=== Exercise aim ===
Reproduce word for word the part of the CRUD-RAG repository excerpt that opens with the words "Important Notes" and closes with "The complete datasets.".

This repository contains the official code of CRUD-RAG, a novel benchmark for evaluting the RAG systems. It includes the datasets we created for evaluating RAG systems, and a tutorial on how to run the experiments on our benchmark.

Important Notes

Project Structure

├── data  #  This folder comprises the datasets used for evaluation.
│   │
│   ├── crud 
│   │   └── merged.json  # The complete datasets.
│   │
│   ├── crud_split
│   │   └── split_merged.json # The dataset we used for experiments in the paper.
│   │
│   └── 80000_docs
│   │    └── documents_dup_part... # More than 80,000 news documents, which are used to build the retrieval database of the RAG system.
│   │     
├── src 
│   ├── configs  # This folder comprises scripts used to initialize the loading parameters of the LLMs in RAG systems.
│   │
│   ├── datasets # This folder contains scripts used to load the dataset.
│   │
│   ├── embeddings  # The embedding model used to build vector databases.
│   │   
│   ├── llms # This folder contains scripts used to load the large language models.
│   │   ├── api_model.py  # Call GPT-series models.
│   │   ├── local_model.py # Call a locally deployed model.
│   │   └── remote_model.py # Call the model deployed remotely and encapsulated into an API.
│   │
│   ├── metric # The evaluation metric we used in the experiments.
│   │   ├── common.py  # bleu, rouge, bertScore.
│   │   └── quest_eval.py # RAGQuestEval. Note that using such metric requires calling a large language model such as GPT to answer questions, or modifying the code and deploying the question answering model yourself.
│   │
│   ├── prompts # The prompts we used in the experiments.
│   │
│   ├── quest_eval # Question answering dataset for RAGQuestEval metric.
│   │
│   ├── retrievers # The retriever used in RAG system.
│   │
│   └── tasks # The evaluation tasks.

[Data excerpts]
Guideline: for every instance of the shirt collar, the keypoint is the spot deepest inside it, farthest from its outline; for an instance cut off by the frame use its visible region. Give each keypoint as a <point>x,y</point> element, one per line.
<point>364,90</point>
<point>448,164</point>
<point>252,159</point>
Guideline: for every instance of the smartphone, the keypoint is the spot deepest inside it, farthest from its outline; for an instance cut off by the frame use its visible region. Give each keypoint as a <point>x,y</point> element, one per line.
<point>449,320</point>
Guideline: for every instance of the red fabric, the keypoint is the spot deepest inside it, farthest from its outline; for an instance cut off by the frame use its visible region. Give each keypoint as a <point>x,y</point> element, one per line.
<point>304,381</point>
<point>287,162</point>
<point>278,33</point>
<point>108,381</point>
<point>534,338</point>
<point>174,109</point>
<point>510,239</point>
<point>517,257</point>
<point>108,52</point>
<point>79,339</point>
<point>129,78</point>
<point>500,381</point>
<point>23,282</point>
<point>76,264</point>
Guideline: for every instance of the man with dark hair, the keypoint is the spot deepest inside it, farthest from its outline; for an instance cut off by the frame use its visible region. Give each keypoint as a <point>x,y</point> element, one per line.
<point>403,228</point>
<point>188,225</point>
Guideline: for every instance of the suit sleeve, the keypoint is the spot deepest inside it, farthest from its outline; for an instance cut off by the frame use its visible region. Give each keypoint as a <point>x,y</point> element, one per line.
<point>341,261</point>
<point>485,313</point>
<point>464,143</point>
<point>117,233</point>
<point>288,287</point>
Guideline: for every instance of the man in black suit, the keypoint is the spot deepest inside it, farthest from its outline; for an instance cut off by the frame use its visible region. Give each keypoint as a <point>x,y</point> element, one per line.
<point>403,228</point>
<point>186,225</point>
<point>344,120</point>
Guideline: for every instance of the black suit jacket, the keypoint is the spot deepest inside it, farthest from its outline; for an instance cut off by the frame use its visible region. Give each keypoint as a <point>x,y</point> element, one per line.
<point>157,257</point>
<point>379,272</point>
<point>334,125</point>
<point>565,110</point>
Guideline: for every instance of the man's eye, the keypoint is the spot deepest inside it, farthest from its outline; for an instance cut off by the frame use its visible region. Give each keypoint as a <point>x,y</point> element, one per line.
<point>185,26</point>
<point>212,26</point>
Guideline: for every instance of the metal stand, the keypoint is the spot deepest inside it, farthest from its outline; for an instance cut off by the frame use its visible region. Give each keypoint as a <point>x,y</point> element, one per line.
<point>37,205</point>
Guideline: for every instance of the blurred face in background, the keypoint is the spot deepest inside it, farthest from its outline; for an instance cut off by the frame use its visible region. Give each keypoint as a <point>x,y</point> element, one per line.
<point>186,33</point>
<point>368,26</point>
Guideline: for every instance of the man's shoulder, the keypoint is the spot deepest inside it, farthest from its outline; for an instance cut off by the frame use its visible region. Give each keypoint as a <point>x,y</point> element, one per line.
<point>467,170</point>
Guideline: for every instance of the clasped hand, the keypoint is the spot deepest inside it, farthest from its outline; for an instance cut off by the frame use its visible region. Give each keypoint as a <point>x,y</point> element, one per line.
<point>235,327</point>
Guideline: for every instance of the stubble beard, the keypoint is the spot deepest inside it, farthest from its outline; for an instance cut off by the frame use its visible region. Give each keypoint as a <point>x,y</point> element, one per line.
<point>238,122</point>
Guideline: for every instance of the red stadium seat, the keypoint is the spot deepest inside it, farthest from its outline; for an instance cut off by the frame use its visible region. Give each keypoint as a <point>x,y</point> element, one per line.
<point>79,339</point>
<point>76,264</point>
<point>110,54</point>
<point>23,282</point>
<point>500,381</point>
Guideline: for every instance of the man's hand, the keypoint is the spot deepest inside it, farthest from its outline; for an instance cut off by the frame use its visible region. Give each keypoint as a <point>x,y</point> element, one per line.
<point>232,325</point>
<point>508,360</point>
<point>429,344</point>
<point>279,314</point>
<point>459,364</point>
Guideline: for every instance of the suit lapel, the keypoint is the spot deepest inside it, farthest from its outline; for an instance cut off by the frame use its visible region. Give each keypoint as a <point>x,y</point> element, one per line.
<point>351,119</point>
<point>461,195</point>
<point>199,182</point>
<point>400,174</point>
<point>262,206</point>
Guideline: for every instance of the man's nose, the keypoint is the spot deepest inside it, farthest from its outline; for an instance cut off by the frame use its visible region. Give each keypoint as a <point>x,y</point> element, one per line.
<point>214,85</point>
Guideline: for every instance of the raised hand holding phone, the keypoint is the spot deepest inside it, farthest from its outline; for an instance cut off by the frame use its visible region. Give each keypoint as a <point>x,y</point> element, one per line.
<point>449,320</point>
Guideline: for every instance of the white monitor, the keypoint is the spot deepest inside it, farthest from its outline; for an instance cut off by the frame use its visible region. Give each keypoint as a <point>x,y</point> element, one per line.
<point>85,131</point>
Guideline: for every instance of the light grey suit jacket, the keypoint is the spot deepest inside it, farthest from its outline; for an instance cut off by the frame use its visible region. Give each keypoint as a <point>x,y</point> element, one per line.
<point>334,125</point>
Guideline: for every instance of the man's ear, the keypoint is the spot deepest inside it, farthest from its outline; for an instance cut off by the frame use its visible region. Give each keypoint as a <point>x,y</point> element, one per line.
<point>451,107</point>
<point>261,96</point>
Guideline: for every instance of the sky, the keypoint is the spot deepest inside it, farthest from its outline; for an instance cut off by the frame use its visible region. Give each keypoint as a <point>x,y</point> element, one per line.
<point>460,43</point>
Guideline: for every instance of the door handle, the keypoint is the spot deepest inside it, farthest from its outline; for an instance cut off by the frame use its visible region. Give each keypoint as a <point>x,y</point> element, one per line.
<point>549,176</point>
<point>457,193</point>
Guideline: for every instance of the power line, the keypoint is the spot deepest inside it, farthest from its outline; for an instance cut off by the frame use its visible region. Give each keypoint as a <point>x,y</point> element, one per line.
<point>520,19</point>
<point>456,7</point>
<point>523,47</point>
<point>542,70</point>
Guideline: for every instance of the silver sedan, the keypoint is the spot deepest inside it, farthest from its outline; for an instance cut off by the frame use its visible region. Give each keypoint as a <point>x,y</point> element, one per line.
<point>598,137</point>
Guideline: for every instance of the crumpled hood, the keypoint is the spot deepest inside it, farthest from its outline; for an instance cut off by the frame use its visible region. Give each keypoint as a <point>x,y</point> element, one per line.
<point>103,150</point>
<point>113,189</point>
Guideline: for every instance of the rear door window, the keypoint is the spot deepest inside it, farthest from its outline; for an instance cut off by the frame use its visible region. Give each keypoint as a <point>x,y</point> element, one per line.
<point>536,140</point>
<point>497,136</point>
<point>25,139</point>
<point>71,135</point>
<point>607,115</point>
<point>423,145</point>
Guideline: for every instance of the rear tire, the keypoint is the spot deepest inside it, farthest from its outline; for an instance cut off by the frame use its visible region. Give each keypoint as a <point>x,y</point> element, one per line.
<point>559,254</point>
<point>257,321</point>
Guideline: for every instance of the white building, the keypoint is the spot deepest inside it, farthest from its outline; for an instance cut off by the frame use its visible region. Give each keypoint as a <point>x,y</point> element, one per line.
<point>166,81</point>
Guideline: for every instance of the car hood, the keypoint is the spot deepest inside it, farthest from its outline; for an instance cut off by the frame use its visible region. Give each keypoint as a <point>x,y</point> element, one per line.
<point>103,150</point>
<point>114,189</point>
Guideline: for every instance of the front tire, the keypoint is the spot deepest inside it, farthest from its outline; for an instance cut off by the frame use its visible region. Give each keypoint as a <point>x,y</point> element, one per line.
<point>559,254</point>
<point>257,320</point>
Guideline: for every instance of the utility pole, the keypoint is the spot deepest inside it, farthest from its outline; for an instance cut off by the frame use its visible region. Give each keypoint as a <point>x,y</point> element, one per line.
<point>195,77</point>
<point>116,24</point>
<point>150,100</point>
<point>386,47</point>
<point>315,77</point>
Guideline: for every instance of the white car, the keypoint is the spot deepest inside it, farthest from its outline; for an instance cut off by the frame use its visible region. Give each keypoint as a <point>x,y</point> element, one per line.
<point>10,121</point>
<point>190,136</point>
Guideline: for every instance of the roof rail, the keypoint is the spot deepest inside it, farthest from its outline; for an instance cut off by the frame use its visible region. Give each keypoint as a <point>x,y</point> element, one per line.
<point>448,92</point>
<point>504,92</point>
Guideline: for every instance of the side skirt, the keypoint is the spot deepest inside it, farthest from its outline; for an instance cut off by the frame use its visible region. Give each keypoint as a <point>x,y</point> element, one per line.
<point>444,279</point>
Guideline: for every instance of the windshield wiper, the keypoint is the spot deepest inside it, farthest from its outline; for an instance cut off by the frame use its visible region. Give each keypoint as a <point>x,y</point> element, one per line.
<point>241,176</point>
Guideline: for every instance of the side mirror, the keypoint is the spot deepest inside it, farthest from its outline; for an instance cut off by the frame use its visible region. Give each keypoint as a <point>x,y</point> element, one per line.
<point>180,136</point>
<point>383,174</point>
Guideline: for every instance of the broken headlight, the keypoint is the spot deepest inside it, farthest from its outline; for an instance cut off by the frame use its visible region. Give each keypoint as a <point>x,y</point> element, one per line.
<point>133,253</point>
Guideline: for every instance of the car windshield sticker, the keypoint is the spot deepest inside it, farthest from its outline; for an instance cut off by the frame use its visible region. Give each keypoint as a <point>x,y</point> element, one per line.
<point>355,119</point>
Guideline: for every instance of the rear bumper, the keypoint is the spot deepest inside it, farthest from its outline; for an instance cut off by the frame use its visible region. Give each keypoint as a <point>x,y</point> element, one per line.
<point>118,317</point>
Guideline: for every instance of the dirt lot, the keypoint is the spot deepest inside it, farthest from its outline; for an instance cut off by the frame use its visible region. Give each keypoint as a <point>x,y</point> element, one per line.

=== Final answer ===
Important Notes

Project Structure

├── data  #  This folder comprises the datasets used for evaluation.
│   │
│   ├── crud 
│   │   └── merged.json  # The complete datasets.